[WHAT IS ASKED]:
a) In the passage about Inspector Van Veeteren, how many years has he given to police work?
b) Copy the Van Veeteren passage from "It is July, one" to "goal in mind." word for word.
c) Carry on the passage about Inspector Van Veeteren, starting right after its final sentence.

[SELECTION]:
•••

Inspector Van Veeteren is, again, thinking of retirement.  He is tired in body and soul from the thirty-five years he has given to police work.  He only sees the worst:  the worst one human can do to another, the worst moment in a person’s life, the moment when they realize that someone they love is not simply dead, but murdered, the worst people, those who can kill without cause and reason.   He has had enough of the unhappiness and desolation of the world; he thinks he might like to be a partner in the ownership and operation of a bookstore.

It is July, one of the hottest on record in whatever country it is that Van Veeteren lives.  His summer vacation is on the horizon and he goes to a travel agent for ideas.  In front of him in line, is a woman he met when he was investigating the murder of her husband.  He thinks he could have fallen in love with this woman if he had met her thirty years ago.  He hears the travel agent recite the particulars of her two week stay on Crete.  Van Veeteren leaves that agency before the woman can see him, returns home, calls the travel agent and makes the exact same plans.  For once he has planned early with a very specific goal in mind.

•••

[ENTRIES PROVIDED]:
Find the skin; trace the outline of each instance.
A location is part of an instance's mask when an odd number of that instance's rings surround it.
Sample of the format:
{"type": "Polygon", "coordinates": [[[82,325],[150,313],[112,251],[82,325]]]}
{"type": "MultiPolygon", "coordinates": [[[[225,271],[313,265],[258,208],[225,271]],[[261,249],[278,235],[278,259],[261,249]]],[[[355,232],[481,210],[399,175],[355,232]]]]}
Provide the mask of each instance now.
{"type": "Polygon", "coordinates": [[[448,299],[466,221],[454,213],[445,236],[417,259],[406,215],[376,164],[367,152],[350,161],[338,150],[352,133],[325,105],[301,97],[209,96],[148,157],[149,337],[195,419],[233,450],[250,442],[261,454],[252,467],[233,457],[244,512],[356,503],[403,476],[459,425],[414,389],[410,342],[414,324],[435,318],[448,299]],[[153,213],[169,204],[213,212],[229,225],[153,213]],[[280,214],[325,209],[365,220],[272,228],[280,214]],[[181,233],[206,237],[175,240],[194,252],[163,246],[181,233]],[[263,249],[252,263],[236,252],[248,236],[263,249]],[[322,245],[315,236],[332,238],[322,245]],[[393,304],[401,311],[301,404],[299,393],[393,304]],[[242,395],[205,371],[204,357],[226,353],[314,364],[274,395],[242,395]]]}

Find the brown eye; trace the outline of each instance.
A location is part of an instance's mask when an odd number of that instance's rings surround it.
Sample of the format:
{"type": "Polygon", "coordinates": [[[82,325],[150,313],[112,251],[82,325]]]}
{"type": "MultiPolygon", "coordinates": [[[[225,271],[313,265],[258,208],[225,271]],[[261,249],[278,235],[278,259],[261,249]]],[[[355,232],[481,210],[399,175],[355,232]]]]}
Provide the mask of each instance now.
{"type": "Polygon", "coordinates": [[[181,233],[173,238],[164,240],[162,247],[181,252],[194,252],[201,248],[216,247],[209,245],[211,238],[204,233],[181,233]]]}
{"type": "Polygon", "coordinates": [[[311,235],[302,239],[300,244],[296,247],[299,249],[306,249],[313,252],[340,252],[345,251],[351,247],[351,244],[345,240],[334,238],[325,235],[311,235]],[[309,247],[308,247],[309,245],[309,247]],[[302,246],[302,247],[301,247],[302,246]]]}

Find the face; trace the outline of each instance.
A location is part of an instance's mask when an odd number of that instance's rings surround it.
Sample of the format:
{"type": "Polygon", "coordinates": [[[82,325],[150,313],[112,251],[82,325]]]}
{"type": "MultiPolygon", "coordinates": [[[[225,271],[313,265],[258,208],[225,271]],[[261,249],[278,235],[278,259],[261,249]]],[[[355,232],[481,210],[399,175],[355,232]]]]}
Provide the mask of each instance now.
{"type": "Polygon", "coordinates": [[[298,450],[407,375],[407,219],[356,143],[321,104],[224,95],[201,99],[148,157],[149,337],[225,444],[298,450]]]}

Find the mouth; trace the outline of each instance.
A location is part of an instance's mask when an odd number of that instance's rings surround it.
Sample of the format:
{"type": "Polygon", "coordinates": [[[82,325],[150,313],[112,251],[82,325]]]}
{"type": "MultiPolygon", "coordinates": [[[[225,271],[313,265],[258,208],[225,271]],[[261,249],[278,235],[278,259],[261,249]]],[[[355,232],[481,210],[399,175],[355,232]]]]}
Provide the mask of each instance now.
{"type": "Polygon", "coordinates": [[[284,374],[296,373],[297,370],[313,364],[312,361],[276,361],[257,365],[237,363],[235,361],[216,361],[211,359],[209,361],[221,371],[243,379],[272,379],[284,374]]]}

•••

[THE ANSWERS]:
a) Thirty-five years.

b)
It is July, one of the hottest on record in whatever country it is that Van Veeteren lives.  His summer vacation is on the horizon and he goes to a travel agent for ideas.  In front of him in line, is a woman he met when he was investigating the murder of her husband.  He thinks he could have fallen in love with this woman if he had met her thirty years ago.  He hears the travel agent recite the particulars of her two week stay on Crete.  Van Veeteren leaves that agency before the woman can see him, returns home, calls the travel agent and makes the exact same plans.  For once he has planned early with a very specific goal in mind.

c)
When he returns to the police station, he feels it is only fair to tell his boss that he is contemplating retirement and that he will give his final decision when he returns from vacation.  He has claimed to be preparing to retire many times before without making the final decision.  This time, his boss decides to put him to work, telling him he will be getting a “two day vacation” in a little community on a lake.  A young police officer has called for help because his superior is on vacation and he has been left in charge.  Chief of Police Malijsen tells Sergeant Kluuge that he is the chief of police for the duration of chief’s vacation and he is not to contact him under any circumstances.  Instead, if he finds himself in a bit of difficulty, he is to contact Inspector Van Veeteren.  That there is a ride of close to two hours between the jurisdictions isn’t a problem.  Nothing is going to happen.

But something does.  Acting Chief of Police Kluuge calls Van Veeteren’s superior because of two anonymous phone calls he has received  from a woman who claims that a young girl is missing from the religious camp run by Pure Life, a sect founded by Oscar Yellinek who claims he offers the only road to redemption.  Kluuge calls the camp but is assured that all of the girls are accounted for.  Then he receives a second phone call.  “I rang yesterday and reported that a little girl had disappeared.  You’ve done nothing.  I assume she’s been murdered.  If you don’t do something, I’ll be forced to turn to the newspapers….If you don’t do something, they’ll kill more.” Van Veeteren is sent to resolve the situation.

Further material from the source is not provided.